• What is expected: Please reproduce the entries below exactly from the line with "Can you find the brown" through their last line, leaving out any pictures.

(Dataset excerpts)
━━━━━━━━━━━━━━━━━━━━━━━━━━━━━━

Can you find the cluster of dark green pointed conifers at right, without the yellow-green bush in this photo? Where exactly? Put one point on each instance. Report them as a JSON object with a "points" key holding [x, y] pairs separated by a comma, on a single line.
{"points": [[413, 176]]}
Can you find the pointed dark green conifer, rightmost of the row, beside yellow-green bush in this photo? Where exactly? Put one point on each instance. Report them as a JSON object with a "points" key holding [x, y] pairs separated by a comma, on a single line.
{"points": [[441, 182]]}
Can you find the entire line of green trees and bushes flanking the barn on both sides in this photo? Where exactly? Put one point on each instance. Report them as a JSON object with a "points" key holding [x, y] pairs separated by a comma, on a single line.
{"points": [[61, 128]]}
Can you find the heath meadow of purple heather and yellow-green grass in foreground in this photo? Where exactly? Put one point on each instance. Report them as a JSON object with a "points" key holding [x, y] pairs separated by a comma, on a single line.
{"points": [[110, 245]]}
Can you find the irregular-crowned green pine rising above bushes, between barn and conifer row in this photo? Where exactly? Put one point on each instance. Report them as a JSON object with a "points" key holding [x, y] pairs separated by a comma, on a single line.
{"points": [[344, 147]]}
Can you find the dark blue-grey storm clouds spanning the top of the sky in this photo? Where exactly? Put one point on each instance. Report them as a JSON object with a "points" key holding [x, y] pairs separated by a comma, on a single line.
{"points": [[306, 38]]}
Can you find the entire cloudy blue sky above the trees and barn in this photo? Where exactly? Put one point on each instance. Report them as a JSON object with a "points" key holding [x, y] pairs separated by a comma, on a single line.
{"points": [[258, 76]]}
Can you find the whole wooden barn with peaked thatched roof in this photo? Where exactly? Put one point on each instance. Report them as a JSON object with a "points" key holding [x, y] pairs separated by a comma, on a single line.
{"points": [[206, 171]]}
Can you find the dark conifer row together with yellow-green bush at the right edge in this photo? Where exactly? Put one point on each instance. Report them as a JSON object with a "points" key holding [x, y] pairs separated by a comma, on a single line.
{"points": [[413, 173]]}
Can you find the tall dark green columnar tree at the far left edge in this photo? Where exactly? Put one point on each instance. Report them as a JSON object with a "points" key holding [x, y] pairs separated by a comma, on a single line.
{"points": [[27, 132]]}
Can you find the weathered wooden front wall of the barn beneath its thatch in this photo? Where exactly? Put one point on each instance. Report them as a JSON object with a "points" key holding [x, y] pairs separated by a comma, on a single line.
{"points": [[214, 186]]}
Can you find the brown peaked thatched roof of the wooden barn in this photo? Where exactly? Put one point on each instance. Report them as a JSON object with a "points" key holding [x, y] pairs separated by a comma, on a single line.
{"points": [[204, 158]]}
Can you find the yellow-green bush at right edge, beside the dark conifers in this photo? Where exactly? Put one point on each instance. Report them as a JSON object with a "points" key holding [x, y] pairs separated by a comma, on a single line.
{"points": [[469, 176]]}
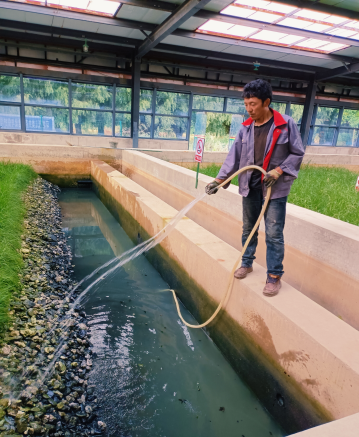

━━━━━━━━━━━━━━━━━━━━━━━━━━━━━━

• Reply:
Can you find the brown peaked thatched roof of the wooden barn in this photo? Where exactly? Put one point on each instance. Report them as a JSON object with a "points" key holding [x, y] pairs separated by a comma, on a single line.
{"points": [[204, 158]]}
Can you find the yellow-green bush at right edge, beside the dark conifers in this photo? Where exactly? Put one point on each instance. Report them as a JSON object with a "points" key holding [x, y] pairs separated by a comma, on a single line.
{"points": [[469, 176]]}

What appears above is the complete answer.